- **PROBLEMA PROPOSTO 1**: Você consegue reescrever em forma de lista, preservando os fatos principais, o parágrafo do texto sobre o romance de Marcel Rouff que começa com "Marcel Rouff, suíço naturalizado francês"?
- **PROBLEMA PROPOSTO 2**: Transcreva do texto sobre o romance de Marcel Rouff o trecho que vai de "Marcel Rouff, suíço" a "indústria do turismo.".

- **TRECHO DO TEXTO**:
# # # # # # #

Uma estética dos sabores
“A vida e a paixão de Dodin-Bouffant, gourmet”, de Marcel Rouff (1877-1936) foi publicado pela primeira vez em Paris, em 1924. Desde então, o romance teve 50 edições francesas. O livro era, porém, inédito, no Brasil, até 2024.
Um motivador para sua tradução e publicação foi, certamente, o filme dirigido pelo cineasta vietnamita Tràn Anh Húng, “O sabor da vida” (disponível no Prime Video). Vencedor do Prêmio de Melhor Direção, no Festival de Cannes de 2023, e ovacionado pela crítica internacional, o filme, uma adaptação livre do texto de Rouff, colocou holofotes no romance.
Marcel Rouff, suíço naturalizado francês, foi poeta, romancista, jornalista e gastrônomo. No último quesito, foi, junto com Curnonsky (o “príncipe dos gastrônomos”), um dos mais celebrados escritores de gastronomia da França. Criaram a Academia dos Gastrônomos (1928) e escreveram 28 volumes de um guia de pratos regionais, restaurantes e hospedarias francesas, feito considerado inovador para a indústria do turismo.
Em “A vida e a paixão de Dodin-Bouffant, gourmet”, Rouff cria a história de um jurista aposentado, grande apreciador da culinária, considerada por ele uma arte, junto da pintura e da música. Eugénie Chatagne era sua cozinheira e mantinha uma relação amorosa com Dodin há anos, recusando-se a qualquer compromisso formal com o jurista, em nome de sua liberdade pessoal. No início do romance, algo inesperado acontece com Eugénie e desestabilizará a vida de Dodin-Bouffant.

# # # # # # #

- **DADOS FORNECIDOS**:

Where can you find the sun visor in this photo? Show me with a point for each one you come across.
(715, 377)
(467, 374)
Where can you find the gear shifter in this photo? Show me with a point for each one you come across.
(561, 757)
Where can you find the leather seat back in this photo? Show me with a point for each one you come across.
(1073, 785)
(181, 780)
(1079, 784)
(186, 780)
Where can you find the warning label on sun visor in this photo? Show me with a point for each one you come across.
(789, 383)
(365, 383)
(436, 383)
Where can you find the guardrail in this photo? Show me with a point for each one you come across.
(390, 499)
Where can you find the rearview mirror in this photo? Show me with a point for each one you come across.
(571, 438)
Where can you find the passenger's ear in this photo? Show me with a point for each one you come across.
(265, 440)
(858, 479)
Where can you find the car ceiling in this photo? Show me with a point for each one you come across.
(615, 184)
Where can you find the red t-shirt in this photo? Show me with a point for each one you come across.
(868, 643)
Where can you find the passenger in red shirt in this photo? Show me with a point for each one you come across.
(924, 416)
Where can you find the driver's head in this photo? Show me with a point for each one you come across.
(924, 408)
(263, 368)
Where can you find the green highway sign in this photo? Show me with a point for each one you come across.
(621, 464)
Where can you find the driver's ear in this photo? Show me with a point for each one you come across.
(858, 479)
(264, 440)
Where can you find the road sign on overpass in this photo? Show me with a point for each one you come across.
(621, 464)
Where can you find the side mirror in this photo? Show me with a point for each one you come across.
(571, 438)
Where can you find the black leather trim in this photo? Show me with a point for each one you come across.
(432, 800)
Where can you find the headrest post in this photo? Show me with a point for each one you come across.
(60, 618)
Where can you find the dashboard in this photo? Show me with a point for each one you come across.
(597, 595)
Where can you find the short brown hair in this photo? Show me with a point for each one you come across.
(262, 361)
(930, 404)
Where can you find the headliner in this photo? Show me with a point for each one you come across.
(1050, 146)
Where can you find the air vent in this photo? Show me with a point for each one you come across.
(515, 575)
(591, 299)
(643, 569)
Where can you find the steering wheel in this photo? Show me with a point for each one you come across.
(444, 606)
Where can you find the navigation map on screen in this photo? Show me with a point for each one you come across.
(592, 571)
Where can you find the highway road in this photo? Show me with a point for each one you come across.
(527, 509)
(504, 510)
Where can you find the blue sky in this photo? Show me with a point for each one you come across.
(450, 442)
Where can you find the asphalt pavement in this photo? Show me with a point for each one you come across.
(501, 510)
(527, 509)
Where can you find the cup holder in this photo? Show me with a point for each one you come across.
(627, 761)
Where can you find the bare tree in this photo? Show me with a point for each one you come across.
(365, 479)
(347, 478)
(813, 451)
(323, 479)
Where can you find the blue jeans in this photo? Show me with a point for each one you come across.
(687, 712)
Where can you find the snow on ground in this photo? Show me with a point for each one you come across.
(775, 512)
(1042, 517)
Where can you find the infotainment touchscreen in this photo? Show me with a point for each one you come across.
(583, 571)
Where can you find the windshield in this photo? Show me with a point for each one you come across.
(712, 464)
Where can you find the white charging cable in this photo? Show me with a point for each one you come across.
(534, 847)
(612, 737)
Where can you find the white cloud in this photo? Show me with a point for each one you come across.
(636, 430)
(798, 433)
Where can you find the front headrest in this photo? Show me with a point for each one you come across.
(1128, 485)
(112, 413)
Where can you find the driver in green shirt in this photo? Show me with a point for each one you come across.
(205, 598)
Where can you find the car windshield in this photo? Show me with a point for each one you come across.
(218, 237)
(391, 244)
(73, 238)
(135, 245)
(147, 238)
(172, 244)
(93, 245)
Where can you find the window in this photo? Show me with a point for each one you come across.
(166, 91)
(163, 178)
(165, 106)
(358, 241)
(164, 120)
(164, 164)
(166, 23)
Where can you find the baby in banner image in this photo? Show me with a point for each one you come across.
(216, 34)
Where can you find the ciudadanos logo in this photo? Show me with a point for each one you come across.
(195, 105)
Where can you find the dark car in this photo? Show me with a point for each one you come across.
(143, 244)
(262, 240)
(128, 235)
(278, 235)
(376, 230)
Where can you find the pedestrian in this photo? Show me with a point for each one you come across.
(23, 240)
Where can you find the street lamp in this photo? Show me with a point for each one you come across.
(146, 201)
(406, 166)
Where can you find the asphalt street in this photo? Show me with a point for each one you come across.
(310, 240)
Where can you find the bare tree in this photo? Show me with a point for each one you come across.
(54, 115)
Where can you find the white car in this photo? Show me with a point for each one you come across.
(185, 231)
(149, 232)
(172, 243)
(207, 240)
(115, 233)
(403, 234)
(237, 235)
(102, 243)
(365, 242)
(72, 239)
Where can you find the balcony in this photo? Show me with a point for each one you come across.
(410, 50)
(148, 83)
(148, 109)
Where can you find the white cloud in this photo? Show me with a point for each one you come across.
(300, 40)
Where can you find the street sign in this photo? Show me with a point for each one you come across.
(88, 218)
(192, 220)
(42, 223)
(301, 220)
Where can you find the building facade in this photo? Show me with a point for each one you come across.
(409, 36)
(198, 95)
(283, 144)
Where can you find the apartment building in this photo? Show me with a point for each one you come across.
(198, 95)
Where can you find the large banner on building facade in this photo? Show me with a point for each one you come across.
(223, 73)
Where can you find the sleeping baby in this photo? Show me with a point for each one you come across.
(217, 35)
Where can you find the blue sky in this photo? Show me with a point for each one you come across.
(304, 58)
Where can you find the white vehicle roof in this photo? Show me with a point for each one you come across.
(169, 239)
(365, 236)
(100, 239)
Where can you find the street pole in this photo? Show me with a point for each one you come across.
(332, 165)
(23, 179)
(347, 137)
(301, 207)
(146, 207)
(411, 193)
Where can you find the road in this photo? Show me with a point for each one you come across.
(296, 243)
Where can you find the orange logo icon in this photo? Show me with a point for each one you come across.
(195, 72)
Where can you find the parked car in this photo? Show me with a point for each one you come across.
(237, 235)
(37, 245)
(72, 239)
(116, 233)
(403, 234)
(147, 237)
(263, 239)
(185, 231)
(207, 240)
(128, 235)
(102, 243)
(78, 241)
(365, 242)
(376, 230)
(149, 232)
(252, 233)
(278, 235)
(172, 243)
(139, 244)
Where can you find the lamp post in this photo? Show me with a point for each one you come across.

# # # # # # #

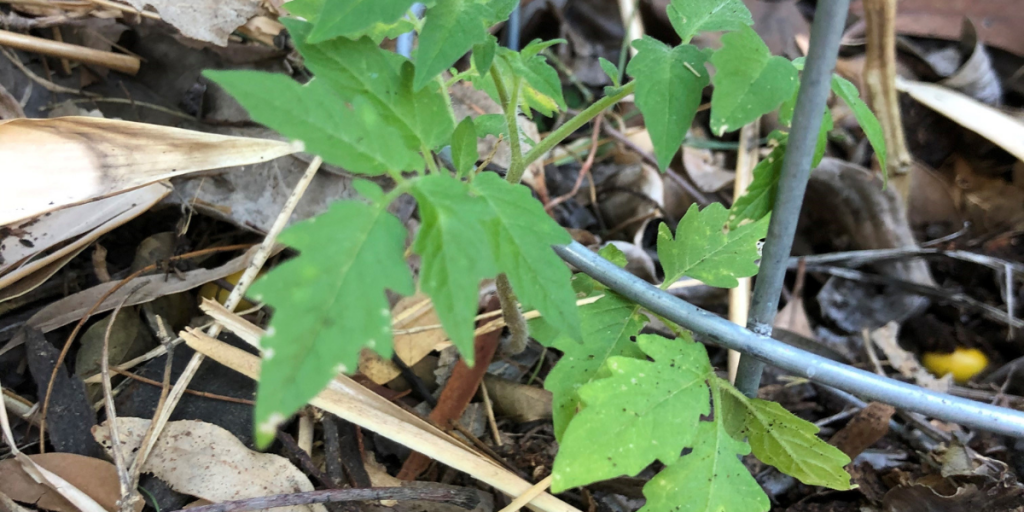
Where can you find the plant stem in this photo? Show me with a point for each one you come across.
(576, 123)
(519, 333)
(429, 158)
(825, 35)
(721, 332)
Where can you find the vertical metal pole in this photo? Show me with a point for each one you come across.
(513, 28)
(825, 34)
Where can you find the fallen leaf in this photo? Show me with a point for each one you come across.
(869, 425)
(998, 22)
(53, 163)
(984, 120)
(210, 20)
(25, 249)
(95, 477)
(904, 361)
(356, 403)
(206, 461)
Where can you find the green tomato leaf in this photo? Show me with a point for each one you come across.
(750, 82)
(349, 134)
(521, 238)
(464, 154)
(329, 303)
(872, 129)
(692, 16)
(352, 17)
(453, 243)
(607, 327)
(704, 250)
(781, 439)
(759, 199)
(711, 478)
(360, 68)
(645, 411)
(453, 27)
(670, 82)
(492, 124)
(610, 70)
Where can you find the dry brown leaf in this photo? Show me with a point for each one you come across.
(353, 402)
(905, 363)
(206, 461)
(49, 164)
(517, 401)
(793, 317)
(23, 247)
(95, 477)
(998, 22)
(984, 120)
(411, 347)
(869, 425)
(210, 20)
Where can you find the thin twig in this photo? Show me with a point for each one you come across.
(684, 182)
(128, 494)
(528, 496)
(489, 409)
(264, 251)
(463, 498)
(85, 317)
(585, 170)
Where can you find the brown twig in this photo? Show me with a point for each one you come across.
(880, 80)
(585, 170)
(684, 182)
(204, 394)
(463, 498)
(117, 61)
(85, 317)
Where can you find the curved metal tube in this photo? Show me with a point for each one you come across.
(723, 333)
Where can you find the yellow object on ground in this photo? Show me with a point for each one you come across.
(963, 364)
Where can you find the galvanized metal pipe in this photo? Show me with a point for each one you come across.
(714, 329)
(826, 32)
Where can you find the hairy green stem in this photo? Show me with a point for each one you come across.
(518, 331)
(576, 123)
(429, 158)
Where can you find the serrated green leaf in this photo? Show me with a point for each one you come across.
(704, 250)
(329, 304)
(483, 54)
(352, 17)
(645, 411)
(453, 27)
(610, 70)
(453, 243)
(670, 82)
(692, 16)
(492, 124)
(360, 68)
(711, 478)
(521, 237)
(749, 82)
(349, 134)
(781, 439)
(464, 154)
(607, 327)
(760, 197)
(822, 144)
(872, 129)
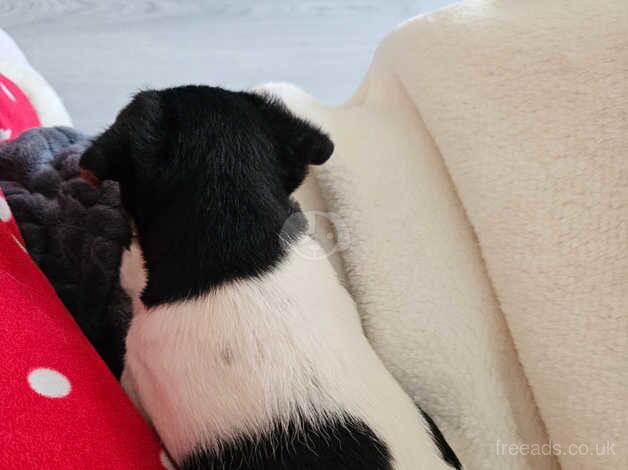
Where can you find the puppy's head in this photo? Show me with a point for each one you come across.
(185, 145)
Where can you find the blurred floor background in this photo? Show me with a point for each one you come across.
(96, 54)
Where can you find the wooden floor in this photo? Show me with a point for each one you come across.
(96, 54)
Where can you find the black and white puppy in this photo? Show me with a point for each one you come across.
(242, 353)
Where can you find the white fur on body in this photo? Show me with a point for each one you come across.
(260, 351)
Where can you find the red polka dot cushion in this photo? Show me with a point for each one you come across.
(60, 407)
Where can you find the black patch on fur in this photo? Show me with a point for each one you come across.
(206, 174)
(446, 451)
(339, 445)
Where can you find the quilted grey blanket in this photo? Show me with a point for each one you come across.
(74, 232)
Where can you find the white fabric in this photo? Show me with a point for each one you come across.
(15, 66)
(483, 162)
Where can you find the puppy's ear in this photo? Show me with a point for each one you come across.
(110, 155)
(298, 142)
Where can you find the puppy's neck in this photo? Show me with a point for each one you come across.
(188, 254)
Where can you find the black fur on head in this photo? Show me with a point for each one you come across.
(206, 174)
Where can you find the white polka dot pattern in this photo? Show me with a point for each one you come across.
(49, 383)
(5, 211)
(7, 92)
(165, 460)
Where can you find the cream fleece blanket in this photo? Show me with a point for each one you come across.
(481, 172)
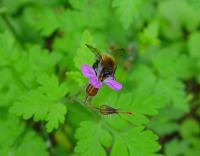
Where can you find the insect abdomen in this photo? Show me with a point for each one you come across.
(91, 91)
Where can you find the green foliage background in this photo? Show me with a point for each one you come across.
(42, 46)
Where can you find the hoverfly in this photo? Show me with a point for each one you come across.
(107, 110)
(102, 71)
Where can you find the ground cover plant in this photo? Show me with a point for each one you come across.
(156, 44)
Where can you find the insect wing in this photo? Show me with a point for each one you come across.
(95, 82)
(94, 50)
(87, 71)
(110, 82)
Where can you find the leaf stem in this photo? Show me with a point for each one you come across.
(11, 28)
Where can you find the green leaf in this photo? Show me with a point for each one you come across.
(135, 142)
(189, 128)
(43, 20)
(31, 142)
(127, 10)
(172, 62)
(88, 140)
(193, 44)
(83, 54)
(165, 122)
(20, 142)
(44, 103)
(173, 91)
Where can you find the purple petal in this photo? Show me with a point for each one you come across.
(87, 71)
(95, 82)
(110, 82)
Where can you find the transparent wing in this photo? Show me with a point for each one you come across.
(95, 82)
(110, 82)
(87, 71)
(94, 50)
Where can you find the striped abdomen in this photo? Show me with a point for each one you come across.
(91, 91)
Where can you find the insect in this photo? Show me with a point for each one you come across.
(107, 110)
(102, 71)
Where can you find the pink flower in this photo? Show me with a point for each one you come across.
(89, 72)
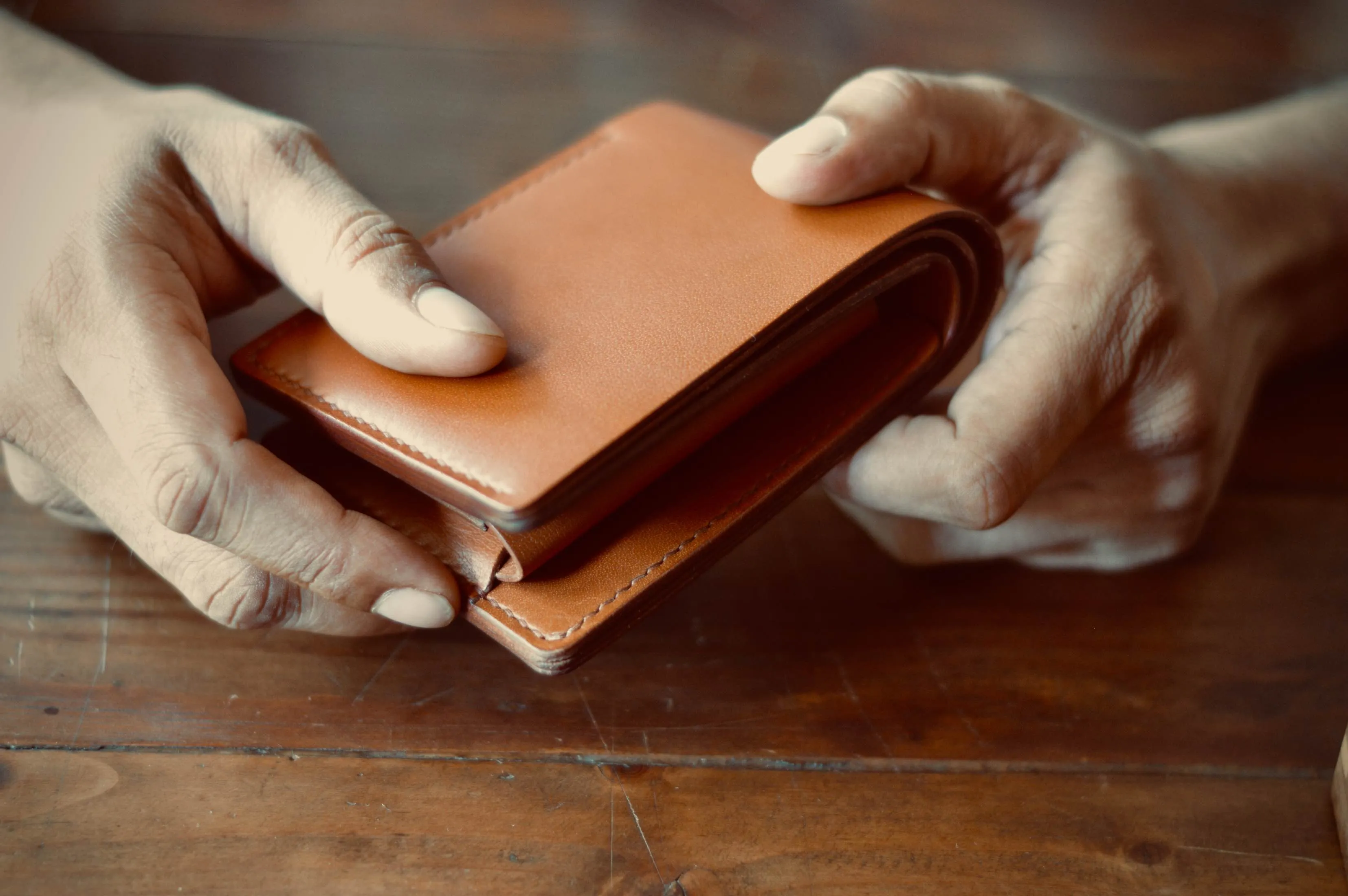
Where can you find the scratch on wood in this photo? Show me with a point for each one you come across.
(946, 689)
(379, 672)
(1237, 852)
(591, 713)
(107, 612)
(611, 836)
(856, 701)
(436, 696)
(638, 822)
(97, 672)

# # # # # # #

- **RESULTADO CORRETO 1**:
- Marcel Rouff era suíço naturalizado francês.
- Foi poeta, romancista, jornalista e gastrônomo.
- Como gastrônomo, foi um dos escritores de gastronomia mais celebrados da França, ao lado de Curnonsky, o "príncipe dos gastrônomos".
- Os dois criaram a Academia dos Gastrônomos, em 1928.
- Escreveram 28 volumes de um guia de pratos regionais, restaurantes e hospedarias francesas, obra considerada inovadora para a indústria do turismo.

- **RESULTADO CORRETO 2**:
Marcel Rouff, suíço naturalizado francês, foi poeta, romancista, jornalista e gastrônomo. No último quesito, foi, junto com Curnonsky (o “príncipe dos gastrônomos”), um dos mais celebrados escritores de gastronomia da França. Criaram a Academia dos Gastrônomos (1928) e escreveram 28 volumes de um guia de pratos regionais, restaurantes e hospedarias francesas, feito considerado inovador para a indústria do turismo.